> **Assigned task A**
Transcribe the passage of the comments on Michigan's reopening that begins at the words "It is so interesting" and stops after the words "the off season.".
> **Assigned task B**
Pick up the comments on Michigan's reopening after their last sentence and continue them.

Thu, 06/25/2020 - 9:26am

Any attorney would tell you that Judge Maloney's decision rested on very shaky grounds, and the emphatic language of the appeals court decision should be no surprise. However, as the hot spot in the bar in East Lansing shows, it is likely that the decision to allow bars and restaurants to reopen was premature. Masks and social distancing are the exception, not the rule, in most places. Let's hope that Michiganders start to take things seriously enough so that we don't reverse course.

old hippie
Thu, 06/25/2020 - 4:23pm

The first wave is still here and cases are going up as more people get more stupid about it. I wear a mask because I care for others, because I am pro-life and because it's patriotic. It's my right. Every person I see not wearing a mask is a threat to my freedom.
It is so interesting to see this played out on a regional level. The village I live in does not tolerate stupid and all of us are quick to inform those non-masked patrons in our stores to get the hell out. Most of us carry an extra mask to give them.
We are taking it serious and it shows with our very low case loads.
But just south of here, the kooks are running the asylum! Few people wearing masks and most are clueless out of state or down state visitors.
Those stores and bars and restaurants who refuse to enforce mandatory masks are hereby put on notice. We rate them on social media as "unsafe". Zero stars.
Everyone I talk to here in town says the same thing: We wont shop them today. And not next year. Maybe never again. They will lose their local, loyal customer base for any possible revenue in the off season.

Thu, 06/25/2020 - 12:04pm

Hard to understand. Gyms have been using disinfectant wipes and cleaning machines between members long before Covid-19 even arrived. How is this more dangerous than a restaurant, bar, grocery store, etc?
I'm sure gyms could figure out how to open safely as other businesses have.

Fri, 06/26/2020 - 10:29am

People panting and breathing hard (like doing strenuous exercise at a gym) expel a lot more droplets, a lot farther, and breathe in a lot more deeply and more frequently than a person shopping for groceries or seated at a table at a restaurant. They also have a lot less air recycling because they have to keep the air conditioning higher to keep sweaty people from overheating.

J Hendricks
Fri, 06/26/2020 - 8:48pm

Possibly the heavy breathing expelling more potential germs into the common space tends to make gyms a little different from say restaurants. Still, I would let people make their own decision on whether to assume the risk.

> **Records**
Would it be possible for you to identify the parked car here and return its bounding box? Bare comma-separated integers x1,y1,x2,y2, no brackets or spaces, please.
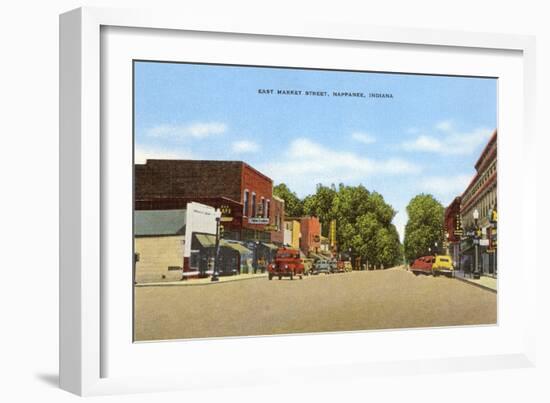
432,255,453,277
302,258,313,276
311,260,330,274
411,256,434,275
267,248,304,280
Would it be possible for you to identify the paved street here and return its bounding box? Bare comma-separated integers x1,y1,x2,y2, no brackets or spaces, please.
135,268,497,341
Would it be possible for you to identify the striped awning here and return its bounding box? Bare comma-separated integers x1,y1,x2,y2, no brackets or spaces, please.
262,242,279,250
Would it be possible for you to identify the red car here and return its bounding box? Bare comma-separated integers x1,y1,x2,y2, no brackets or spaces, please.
267,248,304,280
411,256,435,275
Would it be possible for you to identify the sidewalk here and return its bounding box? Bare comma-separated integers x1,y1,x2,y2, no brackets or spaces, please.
134,272,267,287
454,270,497,292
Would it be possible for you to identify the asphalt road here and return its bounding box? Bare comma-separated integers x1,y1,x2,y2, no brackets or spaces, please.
135,268,497,341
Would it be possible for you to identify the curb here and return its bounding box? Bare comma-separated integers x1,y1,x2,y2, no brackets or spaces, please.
134,275,267,287
453,276,497,294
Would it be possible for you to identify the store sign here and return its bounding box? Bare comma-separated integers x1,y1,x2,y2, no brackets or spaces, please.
248,217,269,225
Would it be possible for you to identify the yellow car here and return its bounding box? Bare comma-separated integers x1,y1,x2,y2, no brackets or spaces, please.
432,255,454,277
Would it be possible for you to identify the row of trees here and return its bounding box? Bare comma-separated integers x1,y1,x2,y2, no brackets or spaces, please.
403,194,445,262
273,183,403,267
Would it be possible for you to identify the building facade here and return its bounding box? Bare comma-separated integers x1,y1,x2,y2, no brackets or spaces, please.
135,160,284,243
284,218,302,249
134,210,186,283
271,195,285,246
460,130,497,276
445,197,464,269
300,217,321,255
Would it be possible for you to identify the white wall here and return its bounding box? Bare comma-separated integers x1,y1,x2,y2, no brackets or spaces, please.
0,0,550,403
187,202,216,257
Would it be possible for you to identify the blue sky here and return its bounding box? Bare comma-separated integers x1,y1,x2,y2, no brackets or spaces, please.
135,62,497,241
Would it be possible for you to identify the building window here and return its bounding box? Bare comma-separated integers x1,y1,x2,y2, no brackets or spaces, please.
243,190,248,217
252,192,256,217
258,197,265,217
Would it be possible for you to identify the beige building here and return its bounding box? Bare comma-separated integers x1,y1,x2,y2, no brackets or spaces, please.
460,130,497,276
134,210,186,283
284,218,301,249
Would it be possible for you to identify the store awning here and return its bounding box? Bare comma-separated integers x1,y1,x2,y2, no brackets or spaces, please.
220,240,252,255
195,234,216,248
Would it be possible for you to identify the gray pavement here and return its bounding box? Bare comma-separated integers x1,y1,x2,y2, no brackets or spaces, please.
135,269,497,341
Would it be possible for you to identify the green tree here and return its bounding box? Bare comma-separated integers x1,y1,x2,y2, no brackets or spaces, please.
273,183,303,217
303,184,337,236
404,193,445,262
273,183,403,267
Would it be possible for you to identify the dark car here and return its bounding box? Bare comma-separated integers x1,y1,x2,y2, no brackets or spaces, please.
310,259,331,274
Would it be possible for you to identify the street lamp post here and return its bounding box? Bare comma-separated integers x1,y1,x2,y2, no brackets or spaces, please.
473,209,480,278
210,210,222,281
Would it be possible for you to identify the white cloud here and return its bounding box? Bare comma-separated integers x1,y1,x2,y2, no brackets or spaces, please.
402,127,493,155
231,140,260,154
351,132,376,144
259,138,420,196
403,135,444,152
134,146,193,164
435,120,453,132
147,122,227,139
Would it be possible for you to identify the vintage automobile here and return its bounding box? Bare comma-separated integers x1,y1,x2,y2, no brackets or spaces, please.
329,259,344,273
311,259,330,274
267,248,304,280
432,255,453,277
344,260,353,271
411,256,434,275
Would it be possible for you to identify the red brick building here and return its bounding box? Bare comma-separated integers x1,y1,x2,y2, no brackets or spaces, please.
445,197,463,268
271,196,285,245
134,160,284,242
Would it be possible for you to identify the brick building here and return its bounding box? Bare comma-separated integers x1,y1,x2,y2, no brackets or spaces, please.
300,217,321,255
460,130,497,276
134,160,284,243
271,196,285,246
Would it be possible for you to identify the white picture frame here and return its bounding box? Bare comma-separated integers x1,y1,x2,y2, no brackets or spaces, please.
60,8,537,395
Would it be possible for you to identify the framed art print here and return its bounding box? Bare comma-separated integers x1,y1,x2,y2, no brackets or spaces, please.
60,9,536,394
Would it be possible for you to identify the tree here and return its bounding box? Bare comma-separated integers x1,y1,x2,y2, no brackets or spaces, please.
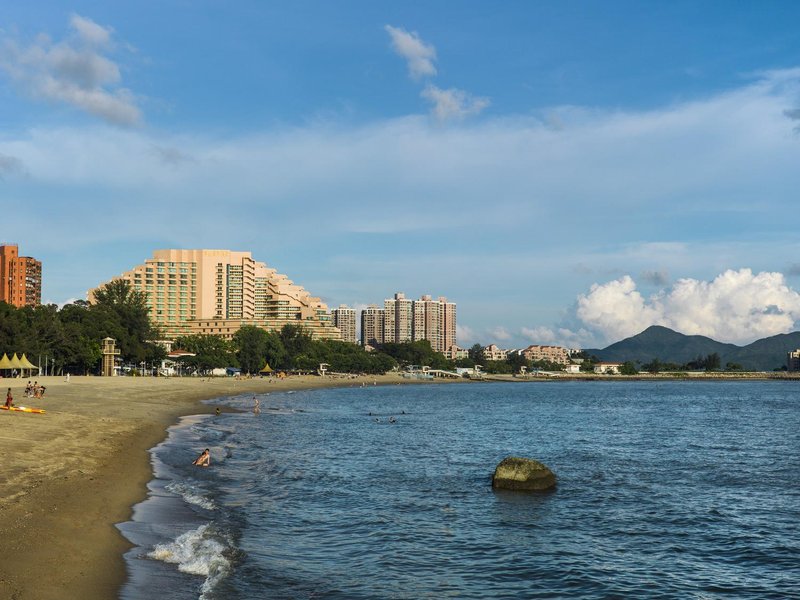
89,279,160,363
619,360,639,375
175,335,237,372
642,358,662,375
233,325,286,373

> **Output A**
It is so interesting to see this played out on a regional level. The village I live in does not tolerate stupid and all of us are quick to inform those non-masked patrons in our stores to get the hell out. Most of us carry an extra mask to give them.
We are taking it serious and it shows with our very low case loads.
But just south of here, the kooks are running the asylum! Few people wearing masks and most are clueless out of state or down state visitors.
Those stores and bars and restaurants who refuse to enforce mandatory masks are hereby put on notice. We rate them on social media as "unsafe". Zero stars.
Everyone I talk to here in town says the same thing: We wont shop them today. And not next year. Maybe never again. They will lose their local, loyal customer base for any possible revenue in the off season.

> **Output B**
Cindy Reuss
Thu, 06/25/2020 - 12:24pm

Curious about what happens to the monthly installments that are being paid for the use of gyms. We’ve paid 4 months now for services we can’t use.

Denise Caputo-Cuenca
Fri, 06/26/2020 - 11:10am

This is a ridiculous ruling. Like any other businesses, gyms have taken the same measures as ALL the businesses opened in the last couple of weeks, including hair salons, nail salons and barbers. Whitmer has literally ruined our state's economy. It will never recover. We have 22% unemployment, third highest in the nation. She is a one term governor and will hopefully be recalled in November. Funny how she got a court data ASAP, while others are pushed to August and beyond. She, like all Democratic run states, are working together to keep states locked down to allow corrupt mail in ballots. Her agenda fits well with the DNC.

Fri, 06/26/2020 - 3:37pm

I like the lines from page 5 of the court's order:

FCC v. Beach Commc’ns, Inc., 508 U.S. 307, 313–15 (1993) (“[B]ecause we never require a legislature to articulate its reasons for enacting a statute, it is entirely irrelevant for constitutional purposes whether the conceived reason for the challenged distinction actually motivated the legislature. hus, the absence of ‘legislative facts’ explaining the distinction ‘on the record’ has no significance in rational-basis analysis.”) (citations omitted). Under this test, the Governor’s action “is not subject to courtroom fact-finding and may be based on rational speculation unsupported by evidence or empirical data.” Id. at 315.

Don't you wish both the legislature and governor had to state reasons for their statutes/executive orders?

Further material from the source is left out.